▸ Objetivo da tarefa: Dê sequência ao texto sobre a vacinação e as mortes por Covid na Dinamarca, começando logo após a última frase apresentada.

▸ Texto fornecido:
>>>
Quase 82% da população completou o primeiro esquema vacinal, e a aplicação da dose de reforço já chegou a 62% dos dinamarqueses –no Brasil, 25% a receberam. A imunização avança mesmo entre o público infantil: 37% das crianças de 5 a 11 anos estão com as duas doses; entre adolescentes de 12 a 15 anos, a taxa é de 78%.
A alta cobertura vacinal desses grupos foi um dos argumentos apresentados nesta sexta para justificar a possibilidade de encerrar em breve a campanha de imunização e não aplicar a terceira dose em menores de 18 anos. “Essa faixa etária já apresenta alta imunidade e pouco risco de desenvolver casos graves”, diz o comunicado da Autoridade Dinamarquesa de Saúde.
Se em alguns países são os efeitos sobre a economia ou o movimento antivacina o que pressiona governos a derrubar restrições, na Dinamarca a maior pressão veio do sistema educacional. É o que diz à reportagem Flemming Konradsen, professor e diretor da Escola de Saúde Global da Universidade de Copenhague. “Eles estão seriamente preocupados com toda uma geração perdendo oportunidades de educação.”
A alta cobertura vacinal não impediu que a curva de mortes crescesse, mas os principais institutos de saúde, como o Statens Serum, pedem cautela na análise dos números. Ao longo da última semana, a média de óbitos por Covid foi a mesma para Dinamarca e Brasil –considerando, claro, a proporcionalidade em relação às duas populações.
Especialistas locais, no entanto, têm deixado de olhar somente para o número de vítimas do coronavírus para priorizar outra análise: a de mortes totais na Dinamarca, seja por Covid ou por outras causas. E essa cifra tem caído constantemente desde o início do ano.
Eles afirmam que a grande maioria das mortes por Covid ocorre em pessoas com alguma comorbidade preexistente e, nesses casos, a doença causada pelo coronavírus pode até ter um impacto decisivo na causa do óbito, mas é difícil mensurar sua importância relativa. Assim, as estatísticas poderiam superestimar o número de mortes.
O cálculo é feito a partir de um sistema que analisa dados históricos de óbitos no país para entender qual é o nível esperado de mortes –essa média configura a linha zero. Quando o índice chega a 1, por exemplo, a leitura é de que há um ligeiro excedente de mortes, porém em nível não preocupante. Acima de 2, configuram-se mortes em excesso. Na primeira semana de 2021, a Dinamarca registrou 7,13 nessa escala. Ao final do mês, registrava 1,7.
<<<
▸ Material extraído:
>>>
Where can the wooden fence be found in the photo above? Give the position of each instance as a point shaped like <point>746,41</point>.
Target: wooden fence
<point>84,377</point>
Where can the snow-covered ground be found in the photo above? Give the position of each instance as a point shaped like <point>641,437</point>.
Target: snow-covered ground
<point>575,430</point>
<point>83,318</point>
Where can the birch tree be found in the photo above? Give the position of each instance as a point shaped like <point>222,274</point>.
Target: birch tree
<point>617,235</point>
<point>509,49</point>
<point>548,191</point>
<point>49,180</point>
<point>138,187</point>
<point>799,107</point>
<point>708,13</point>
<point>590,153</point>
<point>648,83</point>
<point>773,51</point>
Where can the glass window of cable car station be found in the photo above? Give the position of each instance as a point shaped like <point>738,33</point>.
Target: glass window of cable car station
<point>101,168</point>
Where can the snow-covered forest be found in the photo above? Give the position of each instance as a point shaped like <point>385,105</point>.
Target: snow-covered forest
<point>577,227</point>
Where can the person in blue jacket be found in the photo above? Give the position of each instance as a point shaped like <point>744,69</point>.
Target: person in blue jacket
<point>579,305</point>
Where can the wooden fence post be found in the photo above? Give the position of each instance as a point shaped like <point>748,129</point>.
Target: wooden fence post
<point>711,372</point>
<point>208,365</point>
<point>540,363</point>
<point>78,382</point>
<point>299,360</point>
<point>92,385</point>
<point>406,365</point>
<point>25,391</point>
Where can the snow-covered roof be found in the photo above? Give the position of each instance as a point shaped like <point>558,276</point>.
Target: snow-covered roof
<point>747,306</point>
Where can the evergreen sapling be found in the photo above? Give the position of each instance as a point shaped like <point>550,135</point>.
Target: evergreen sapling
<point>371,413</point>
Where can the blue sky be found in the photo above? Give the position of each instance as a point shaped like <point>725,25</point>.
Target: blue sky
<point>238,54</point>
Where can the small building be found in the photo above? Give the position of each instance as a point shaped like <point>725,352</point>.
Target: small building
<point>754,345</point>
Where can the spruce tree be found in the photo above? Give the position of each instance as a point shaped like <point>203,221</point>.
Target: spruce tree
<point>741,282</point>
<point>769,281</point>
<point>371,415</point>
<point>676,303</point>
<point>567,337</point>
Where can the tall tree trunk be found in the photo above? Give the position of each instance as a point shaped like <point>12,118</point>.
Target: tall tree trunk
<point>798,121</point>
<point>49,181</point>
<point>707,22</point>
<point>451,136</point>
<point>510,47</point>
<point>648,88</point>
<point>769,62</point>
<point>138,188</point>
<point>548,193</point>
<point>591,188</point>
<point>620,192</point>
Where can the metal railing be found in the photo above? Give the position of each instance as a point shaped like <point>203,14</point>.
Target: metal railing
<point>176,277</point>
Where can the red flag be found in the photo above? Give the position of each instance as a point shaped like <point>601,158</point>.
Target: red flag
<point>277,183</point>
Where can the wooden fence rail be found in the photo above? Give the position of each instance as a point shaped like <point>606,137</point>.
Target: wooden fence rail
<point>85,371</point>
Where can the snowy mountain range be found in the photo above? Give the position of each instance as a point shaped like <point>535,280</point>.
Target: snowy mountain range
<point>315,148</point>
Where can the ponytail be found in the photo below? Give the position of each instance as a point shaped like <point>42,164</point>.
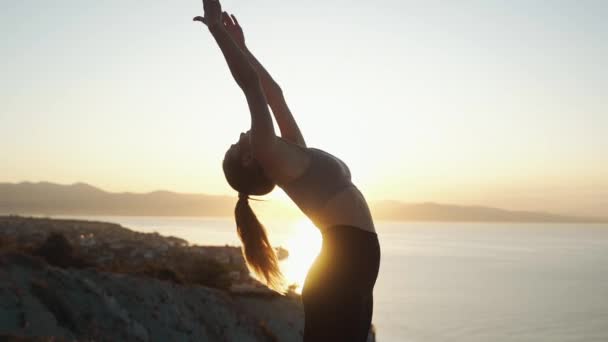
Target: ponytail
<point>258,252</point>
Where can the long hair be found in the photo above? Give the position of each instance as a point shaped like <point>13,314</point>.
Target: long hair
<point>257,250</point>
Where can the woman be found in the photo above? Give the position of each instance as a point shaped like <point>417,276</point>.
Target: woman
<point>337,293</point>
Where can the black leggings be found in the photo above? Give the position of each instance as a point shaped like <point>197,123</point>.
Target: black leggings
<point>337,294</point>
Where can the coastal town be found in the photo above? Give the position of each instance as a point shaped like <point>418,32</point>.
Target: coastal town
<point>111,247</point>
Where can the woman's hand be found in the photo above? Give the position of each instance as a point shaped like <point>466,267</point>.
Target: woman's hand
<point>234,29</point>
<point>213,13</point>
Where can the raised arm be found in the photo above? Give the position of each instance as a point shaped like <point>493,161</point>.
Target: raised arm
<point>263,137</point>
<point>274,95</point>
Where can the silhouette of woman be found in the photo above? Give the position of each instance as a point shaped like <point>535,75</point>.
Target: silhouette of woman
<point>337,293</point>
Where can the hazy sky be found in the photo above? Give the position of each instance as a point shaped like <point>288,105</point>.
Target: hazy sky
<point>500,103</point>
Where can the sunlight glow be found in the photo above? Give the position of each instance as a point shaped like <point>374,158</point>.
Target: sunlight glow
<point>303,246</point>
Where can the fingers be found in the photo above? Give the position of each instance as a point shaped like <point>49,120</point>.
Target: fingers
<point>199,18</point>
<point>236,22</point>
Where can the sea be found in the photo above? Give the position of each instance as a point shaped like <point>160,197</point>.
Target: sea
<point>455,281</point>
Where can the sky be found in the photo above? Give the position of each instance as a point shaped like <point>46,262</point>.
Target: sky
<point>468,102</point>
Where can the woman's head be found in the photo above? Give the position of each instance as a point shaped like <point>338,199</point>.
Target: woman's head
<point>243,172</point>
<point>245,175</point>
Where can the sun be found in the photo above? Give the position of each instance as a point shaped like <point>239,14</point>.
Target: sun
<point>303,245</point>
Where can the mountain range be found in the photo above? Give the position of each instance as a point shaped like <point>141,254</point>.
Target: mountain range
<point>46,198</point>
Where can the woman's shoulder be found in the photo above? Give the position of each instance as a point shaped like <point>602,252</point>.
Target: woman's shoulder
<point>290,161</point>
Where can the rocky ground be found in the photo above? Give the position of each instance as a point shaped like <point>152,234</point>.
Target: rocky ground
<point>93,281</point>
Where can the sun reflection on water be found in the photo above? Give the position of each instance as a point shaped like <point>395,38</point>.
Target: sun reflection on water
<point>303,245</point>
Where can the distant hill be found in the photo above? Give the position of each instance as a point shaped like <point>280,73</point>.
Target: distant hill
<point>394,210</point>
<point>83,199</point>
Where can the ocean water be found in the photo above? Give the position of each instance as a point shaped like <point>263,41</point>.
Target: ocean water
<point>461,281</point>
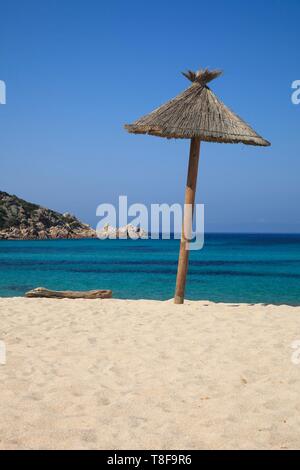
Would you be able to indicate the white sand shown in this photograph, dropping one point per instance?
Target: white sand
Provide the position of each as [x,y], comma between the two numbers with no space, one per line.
<<<
▸ Resultado da tarefa:
Para o professor Konradsen, análises dos dados nacionais permitem aferir que 75% dos óbitos registrados por Covid no país são de pessoas que realmente morreram em decorrência da doença. Os outros 25% seriam indivíduos que estavam com Covid quando faleceram, mas a causa da morte pode ter sido outra.
Com essa equação, o especialista afirma que foi criado um cenário epidemiológico que permite a suspensão de restrições. A Dinamarca estaria, assim, priorizando o aprendizado de como conviver com um vírus que veio para ficar.
“Precisamos monitorar novas variantes, investir na proteção dos mais vulneráveis, expandir nosso sistema de saúde e aprimorar vacinas.
Temos que entender que esse vírus estará conosco para sempre”, diz Konradsen. “E o preço a se pagar por não aprender a viver com o vírus é muito alto, especialmente para os mais jovens, que não podiam ir à escola, além das consequências para a saúde mental.”
Ele faz a ressalva, porém, de que o observado na Dinamarca não dita uma fórmula a ser adotada em outros países. “Não se trata de uma pandemia, mas de mais de 200 epidemias separadas. Em cada país o cenário é muito diferente. E a experiência dinamarquesa não pode ser replicada em um país no qual a cobertura vacinal é baixa, por exemplo –nesse caso, o preço seria muito alto em termos de mortalidade.”